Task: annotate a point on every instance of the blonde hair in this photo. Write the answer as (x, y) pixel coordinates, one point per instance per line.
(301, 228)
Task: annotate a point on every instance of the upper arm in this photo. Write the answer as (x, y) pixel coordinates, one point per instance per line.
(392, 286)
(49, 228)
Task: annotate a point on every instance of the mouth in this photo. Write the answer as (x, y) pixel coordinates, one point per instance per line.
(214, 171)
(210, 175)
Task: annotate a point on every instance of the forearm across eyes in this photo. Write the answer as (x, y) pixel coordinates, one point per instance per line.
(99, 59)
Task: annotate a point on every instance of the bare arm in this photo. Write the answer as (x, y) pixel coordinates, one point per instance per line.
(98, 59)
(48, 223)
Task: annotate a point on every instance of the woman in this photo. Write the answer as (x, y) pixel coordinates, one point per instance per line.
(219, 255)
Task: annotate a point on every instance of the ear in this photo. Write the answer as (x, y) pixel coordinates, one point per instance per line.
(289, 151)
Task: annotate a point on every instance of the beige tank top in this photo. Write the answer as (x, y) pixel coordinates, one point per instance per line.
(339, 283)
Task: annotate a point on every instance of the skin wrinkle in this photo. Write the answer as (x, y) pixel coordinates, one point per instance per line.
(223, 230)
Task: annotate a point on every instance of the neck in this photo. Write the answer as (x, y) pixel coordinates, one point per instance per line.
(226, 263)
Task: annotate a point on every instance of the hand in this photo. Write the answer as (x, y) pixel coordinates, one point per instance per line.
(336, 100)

...

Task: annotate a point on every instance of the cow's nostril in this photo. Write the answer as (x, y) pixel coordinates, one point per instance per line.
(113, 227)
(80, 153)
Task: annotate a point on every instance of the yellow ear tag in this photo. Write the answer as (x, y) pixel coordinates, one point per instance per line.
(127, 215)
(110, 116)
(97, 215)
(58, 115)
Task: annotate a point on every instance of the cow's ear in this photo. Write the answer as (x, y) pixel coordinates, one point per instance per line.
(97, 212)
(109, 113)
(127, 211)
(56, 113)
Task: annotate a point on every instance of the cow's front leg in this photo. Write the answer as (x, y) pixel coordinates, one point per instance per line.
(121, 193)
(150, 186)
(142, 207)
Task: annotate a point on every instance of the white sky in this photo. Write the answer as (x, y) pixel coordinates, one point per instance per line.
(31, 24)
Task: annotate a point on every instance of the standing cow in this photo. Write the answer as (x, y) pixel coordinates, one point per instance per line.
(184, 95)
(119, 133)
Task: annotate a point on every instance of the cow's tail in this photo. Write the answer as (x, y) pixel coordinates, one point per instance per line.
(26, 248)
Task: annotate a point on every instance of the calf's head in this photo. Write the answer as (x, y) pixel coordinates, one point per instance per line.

--- PROMPT ---
In the listing above, find the line with "Task: annotate a point on every instance of the cow's ear" and the line with "Task: annotate a point on every instance of the calf's". Output those two lines and every line between them, exactly as written.

--- SOLUTION TO THIS TASK ---
Task: annotate a point on every instance of the cow's ear in this photo. Write the answer as (x, y) pixel coordinates, one point per instance per line.
(97, 212)
(109, 113)
(127, 211)
(56, 113)
Task: annotate a point on every instance of the cow's front leg in this photo. Write the answer as (x, y) pixel coordinates, one point per instance per line.
(121, 193)
(150, 186)
(142, 207)
Task: annotate a point on every instance of the white sky in this photo. Write the answer as (x, y) pixel coordinates, one point per instance per line.
(31, 24)
Task: annotate a point on every instance of the standing cow in this photo. Write the answer as (x, y) pixel coordinates, one point per instance per line.
(184, 95)
(119, 133)
Task: annotate a point on every instance of the cow's tail in this photo. Write the answer as (x, y) pixel coordinates, one point per instance per line.
(26, 248)
Task: annotate a point on every instance of the calf's head in this photo. Write the answer as (x, y) pixel coordinates, one point per instance per line.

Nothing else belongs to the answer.